JOB. How many lines in the items contain the string "sunflower"? Reply with the number only.

Region labeling records:

(begin)

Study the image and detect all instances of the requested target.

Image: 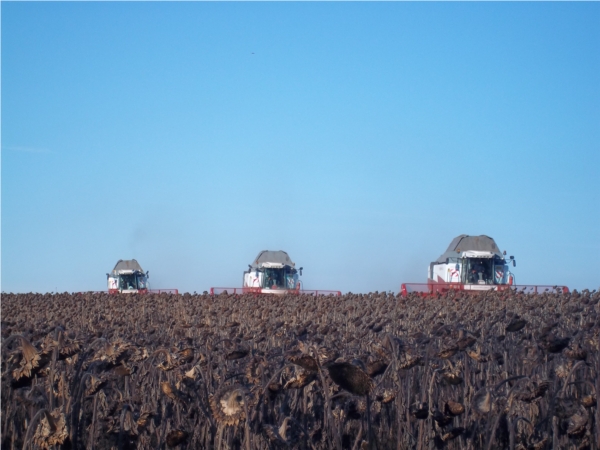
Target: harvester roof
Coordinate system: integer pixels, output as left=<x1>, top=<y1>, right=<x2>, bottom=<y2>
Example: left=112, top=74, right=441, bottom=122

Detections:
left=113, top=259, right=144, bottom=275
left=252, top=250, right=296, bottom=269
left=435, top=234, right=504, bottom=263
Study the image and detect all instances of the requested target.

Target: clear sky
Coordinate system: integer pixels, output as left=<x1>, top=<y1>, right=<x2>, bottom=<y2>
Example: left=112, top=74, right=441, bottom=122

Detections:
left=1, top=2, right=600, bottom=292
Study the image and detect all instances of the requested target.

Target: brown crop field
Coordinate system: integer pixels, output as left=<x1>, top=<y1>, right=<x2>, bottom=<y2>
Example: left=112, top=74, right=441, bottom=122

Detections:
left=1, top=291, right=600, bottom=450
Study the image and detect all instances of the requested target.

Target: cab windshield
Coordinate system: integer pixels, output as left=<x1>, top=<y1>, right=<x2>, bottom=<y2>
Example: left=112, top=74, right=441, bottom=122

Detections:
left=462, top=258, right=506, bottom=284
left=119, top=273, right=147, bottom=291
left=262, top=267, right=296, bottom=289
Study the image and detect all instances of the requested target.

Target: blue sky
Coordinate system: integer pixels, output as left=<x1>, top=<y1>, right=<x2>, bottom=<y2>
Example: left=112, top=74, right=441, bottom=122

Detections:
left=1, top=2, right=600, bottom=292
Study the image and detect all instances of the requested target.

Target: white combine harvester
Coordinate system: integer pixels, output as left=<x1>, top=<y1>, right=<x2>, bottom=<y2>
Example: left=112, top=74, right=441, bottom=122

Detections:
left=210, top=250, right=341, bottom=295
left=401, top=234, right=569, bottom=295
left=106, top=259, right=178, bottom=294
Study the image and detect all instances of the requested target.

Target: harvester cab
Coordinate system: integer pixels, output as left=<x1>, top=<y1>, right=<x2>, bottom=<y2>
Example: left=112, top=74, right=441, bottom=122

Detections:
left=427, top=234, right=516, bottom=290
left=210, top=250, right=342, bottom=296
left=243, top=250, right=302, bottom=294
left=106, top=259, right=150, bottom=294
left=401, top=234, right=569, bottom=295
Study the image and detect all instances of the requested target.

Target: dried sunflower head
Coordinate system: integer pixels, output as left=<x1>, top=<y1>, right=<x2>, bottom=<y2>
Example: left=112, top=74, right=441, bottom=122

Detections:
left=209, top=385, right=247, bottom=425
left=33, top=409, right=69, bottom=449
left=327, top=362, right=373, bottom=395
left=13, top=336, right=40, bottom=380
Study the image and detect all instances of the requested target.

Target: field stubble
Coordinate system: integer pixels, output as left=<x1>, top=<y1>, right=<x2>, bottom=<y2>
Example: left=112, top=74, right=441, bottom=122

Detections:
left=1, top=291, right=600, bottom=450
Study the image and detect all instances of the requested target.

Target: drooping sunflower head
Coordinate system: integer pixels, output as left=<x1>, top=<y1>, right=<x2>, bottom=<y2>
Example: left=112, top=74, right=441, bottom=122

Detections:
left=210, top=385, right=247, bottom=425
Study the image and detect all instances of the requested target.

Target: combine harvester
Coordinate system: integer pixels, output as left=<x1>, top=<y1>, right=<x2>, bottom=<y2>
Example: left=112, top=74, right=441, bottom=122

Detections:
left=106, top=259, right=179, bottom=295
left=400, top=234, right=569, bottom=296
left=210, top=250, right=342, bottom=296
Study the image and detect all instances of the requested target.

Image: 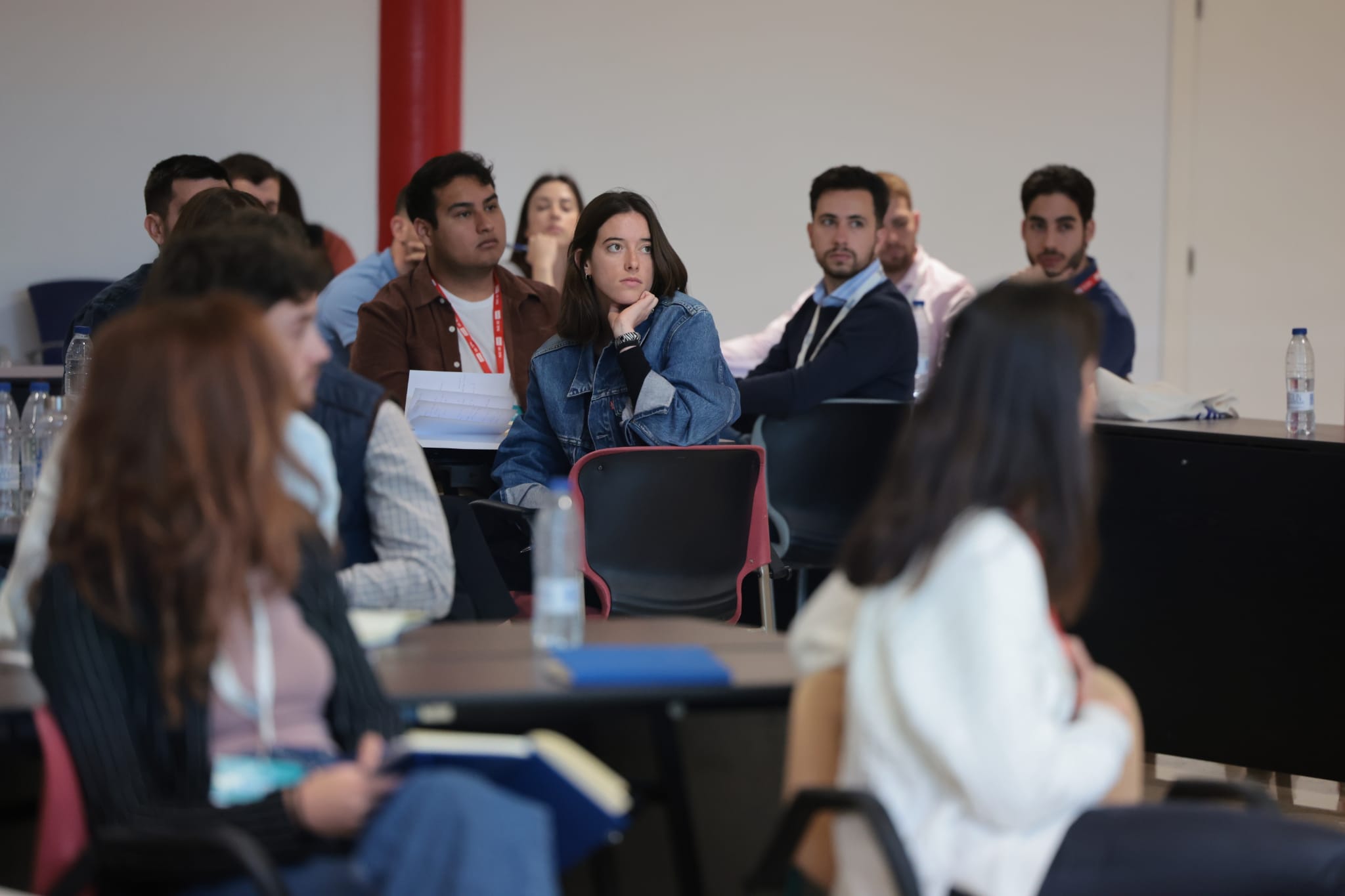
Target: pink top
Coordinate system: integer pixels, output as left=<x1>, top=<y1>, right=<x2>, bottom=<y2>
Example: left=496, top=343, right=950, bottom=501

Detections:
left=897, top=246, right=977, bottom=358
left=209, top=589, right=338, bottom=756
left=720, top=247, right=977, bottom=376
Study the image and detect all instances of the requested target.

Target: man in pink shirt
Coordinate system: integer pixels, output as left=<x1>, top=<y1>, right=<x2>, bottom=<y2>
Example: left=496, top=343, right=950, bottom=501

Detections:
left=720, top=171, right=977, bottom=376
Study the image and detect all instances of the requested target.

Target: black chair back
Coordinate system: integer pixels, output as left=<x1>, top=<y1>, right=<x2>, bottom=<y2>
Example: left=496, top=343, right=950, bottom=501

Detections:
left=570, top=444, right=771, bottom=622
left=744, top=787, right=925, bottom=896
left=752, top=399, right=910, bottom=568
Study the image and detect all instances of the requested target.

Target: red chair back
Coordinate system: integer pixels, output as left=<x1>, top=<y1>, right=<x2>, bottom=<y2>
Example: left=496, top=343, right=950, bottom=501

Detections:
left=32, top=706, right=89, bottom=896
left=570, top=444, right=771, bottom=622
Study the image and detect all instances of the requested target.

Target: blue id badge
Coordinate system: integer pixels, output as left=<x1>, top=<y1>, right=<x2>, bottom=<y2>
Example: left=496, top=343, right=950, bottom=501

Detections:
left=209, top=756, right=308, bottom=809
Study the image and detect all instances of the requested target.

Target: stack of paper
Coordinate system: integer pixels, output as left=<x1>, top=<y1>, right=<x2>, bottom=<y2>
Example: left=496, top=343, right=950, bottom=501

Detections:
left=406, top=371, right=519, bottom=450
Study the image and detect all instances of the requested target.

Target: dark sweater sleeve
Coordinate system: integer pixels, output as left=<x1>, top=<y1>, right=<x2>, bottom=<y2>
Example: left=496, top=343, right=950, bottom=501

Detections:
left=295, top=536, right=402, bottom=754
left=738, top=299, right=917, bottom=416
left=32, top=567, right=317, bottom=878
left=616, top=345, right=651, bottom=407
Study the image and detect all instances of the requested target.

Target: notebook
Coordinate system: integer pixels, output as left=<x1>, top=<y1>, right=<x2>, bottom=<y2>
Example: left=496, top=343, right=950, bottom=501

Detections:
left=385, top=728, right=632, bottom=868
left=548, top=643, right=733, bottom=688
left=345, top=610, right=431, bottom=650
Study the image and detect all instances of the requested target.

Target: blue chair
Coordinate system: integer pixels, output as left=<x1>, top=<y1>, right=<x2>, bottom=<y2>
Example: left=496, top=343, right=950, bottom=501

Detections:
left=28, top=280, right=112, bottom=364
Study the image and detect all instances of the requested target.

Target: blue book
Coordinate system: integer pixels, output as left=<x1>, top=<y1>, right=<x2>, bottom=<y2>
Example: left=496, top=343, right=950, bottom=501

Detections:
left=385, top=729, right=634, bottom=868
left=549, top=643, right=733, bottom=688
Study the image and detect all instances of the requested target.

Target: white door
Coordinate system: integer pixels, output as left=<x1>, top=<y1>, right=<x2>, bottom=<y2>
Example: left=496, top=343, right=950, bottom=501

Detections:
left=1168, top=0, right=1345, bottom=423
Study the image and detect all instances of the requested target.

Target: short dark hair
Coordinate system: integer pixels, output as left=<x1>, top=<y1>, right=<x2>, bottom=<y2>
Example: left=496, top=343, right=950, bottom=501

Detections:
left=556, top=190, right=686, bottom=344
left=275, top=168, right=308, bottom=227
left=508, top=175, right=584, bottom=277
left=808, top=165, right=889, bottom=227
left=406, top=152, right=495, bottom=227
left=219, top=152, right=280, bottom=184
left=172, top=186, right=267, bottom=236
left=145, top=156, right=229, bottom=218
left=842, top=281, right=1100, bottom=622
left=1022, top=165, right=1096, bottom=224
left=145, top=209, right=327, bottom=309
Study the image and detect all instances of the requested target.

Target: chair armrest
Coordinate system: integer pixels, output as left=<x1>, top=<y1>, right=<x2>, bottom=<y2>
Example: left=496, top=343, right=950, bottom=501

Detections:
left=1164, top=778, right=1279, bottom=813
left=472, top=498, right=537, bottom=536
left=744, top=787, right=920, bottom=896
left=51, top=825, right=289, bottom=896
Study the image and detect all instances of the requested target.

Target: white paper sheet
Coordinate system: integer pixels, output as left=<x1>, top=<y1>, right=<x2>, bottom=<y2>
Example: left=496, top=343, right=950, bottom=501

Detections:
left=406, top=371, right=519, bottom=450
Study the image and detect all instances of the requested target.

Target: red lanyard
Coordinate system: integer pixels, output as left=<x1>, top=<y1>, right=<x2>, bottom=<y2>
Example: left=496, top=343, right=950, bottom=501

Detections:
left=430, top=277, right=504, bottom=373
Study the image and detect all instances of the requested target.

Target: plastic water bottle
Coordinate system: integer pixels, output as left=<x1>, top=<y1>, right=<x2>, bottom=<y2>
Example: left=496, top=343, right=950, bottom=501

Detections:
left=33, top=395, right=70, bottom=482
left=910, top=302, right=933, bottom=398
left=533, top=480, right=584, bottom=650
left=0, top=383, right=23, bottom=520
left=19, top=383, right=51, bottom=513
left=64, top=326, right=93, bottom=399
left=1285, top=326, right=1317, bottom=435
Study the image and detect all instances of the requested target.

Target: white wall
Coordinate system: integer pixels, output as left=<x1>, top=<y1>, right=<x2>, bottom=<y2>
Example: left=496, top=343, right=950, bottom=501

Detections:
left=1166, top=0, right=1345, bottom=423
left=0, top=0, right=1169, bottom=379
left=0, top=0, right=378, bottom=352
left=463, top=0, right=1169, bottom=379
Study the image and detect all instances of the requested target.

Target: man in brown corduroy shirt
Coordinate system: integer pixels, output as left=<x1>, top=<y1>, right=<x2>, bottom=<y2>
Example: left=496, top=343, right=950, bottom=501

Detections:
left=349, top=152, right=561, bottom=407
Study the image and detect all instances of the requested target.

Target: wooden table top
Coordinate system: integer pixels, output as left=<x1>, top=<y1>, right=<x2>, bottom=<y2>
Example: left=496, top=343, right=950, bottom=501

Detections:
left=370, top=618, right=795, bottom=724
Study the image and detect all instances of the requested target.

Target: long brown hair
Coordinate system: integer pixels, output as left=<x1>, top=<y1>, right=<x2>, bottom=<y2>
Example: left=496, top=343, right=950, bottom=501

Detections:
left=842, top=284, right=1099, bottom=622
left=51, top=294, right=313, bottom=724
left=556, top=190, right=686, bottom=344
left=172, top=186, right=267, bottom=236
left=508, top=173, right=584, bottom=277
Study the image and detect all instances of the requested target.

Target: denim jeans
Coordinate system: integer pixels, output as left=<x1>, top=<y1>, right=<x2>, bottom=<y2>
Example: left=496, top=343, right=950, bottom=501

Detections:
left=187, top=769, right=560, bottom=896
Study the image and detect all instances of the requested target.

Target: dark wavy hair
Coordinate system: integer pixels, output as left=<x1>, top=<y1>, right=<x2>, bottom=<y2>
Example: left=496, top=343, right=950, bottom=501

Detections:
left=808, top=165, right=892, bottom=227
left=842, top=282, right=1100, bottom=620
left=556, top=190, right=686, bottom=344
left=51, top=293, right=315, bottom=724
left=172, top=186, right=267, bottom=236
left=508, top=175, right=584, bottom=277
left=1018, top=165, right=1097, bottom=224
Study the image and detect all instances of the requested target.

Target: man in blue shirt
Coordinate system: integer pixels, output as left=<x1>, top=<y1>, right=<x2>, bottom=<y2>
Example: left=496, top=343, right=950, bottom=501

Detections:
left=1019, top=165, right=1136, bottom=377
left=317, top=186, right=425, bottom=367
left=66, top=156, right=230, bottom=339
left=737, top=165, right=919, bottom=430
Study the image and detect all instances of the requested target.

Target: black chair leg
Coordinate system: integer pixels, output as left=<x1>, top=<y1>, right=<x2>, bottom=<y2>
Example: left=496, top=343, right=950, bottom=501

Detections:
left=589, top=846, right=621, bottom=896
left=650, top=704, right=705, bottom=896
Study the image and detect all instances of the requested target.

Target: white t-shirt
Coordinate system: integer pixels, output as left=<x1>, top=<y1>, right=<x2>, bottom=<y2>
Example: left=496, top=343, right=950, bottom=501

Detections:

(end)

EXERCISE OUTPUT. 2